▶ DIRECTIONS FOR THIS TASK
In the Power Athlete page excerpt, reproduce word for word the part that opens with the words containing "- USA Joe - An" and closes with "aikido, and kobudō.".

▶ PAGE EXCERPT
- Packaging of the Japanese Mega Drive version, titled Power Athlete
- Developer: System Vision
- Publisher: Kaneko
- Composer: Hideki Suzuki
- Platforms: Super NES, Genesis/Mega Drive
- Release: Super NESJP: November 27, 1992; NA: January 1993; EU: October 1993; Genesis/Mega DriveJP: December 11, 1992; NA: January 1993;
- Genre: Fighting
- Modes: Single-player, multiplayer

= Power Athlete =

1992 video game

Power Athlete (パワーアスリート), known outside Japan for the Sega Genesis as Deadly Moves and for the Super Nintendo Entertainment System as Power Moves, is a 1992 fighting video game developed by System Vision and published by Kaneko.

==Gameplay==
The gameplay is that of a traditional head-to-head fighting game. But unlike most games of its type, the single-player mode is limited to one character, Joe, who is the protagonist of the game. One of the game's most distinctive aspects is an RPG-like system which enables the player to boost Joe's various attributes, such as strength, speed and endurance. Another gimmick is the use of a two-plane fighting area (similar to that of SNK's Fatal Fury: King of Fighters).

==Characters==

- USA Joe - An American kenpo fighter. The single-player mode follows Joe's journey to become the champion of champions.
- USA Warren - A Hawaiian fighter. Warren uses his large size and powerful strikes to compensate for his cowardice.
- Reayon - A Thai martial artist born in China and the only female fighter. Reayon has mastered the flexible-fist method of the northern Chinese fighting style.
- Vagnad - A huge Russian wrestler with onyx skin. Vagnad learned to fight while held in a concentration camp.
- Nick - A Spanish matador. Nick prefers to use knives when fighting, and is a member of the secret organization "Junk".
- Buoh - A Japanese kabuki performer. Buoh is a master of ninjutsu, kung fu, karate, aikido, and kobudō.

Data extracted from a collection
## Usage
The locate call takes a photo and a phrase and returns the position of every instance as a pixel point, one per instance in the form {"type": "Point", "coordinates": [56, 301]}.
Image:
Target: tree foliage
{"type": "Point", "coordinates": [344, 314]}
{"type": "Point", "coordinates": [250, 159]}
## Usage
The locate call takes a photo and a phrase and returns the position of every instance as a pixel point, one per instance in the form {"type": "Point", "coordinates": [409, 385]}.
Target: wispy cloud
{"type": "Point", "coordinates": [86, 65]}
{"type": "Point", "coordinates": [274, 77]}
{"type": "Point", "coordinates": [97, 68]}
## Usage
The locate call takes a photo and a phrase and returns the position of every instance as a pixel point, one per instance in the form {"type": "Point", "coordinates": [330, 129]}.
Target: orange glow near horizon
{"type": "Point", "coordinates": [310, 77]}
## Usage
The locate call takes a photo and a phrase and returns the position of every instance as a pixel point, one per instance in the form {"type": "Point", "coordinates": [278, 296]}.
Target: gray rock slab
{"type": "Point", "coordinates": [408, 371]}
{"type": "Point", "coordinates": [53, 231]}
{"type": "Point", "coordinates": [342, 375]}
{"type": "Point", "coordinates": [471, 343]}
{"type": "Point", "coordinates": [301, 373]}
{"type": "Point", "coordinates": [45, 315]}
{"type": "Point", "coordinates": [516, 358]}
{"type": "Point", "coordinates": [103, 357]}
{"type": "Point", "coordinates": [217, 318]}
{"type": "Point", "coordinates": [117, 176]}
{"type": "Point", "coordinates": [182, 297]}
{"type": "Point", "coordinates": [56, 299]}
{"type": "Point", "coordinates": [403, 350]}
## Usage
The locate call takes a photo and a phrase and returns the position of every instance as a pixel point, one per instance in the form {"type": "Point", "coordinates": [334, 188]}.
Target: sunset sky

▶ FINAL ANSWER
- USA Joe - An American kenpo fighter. The single-player mode follows Joe's journey to become the champion of champions.
- USA Warren - A Hawaiian fighter. Warren uses his large size and powerful strikes to compensate for his cowardice.
- Reayon - A Thai martial artist born in China and the only female fighter. Reayon has mastered the flexible-fist method of the northern Chinese fighting style.
- Vagnad - A huge Russian wrestler with onyx skin. Vagnad learned to fight while held in a concentration camp.
- Nick - A Spanish matador. Nick prefers to use knives when fighting, and is a member of the secret organization "Junk".
- Buoh - A Japanese kabuki performer. Buoh is a master of ninjutsu, kung fu, karate, aikido, and kobudō.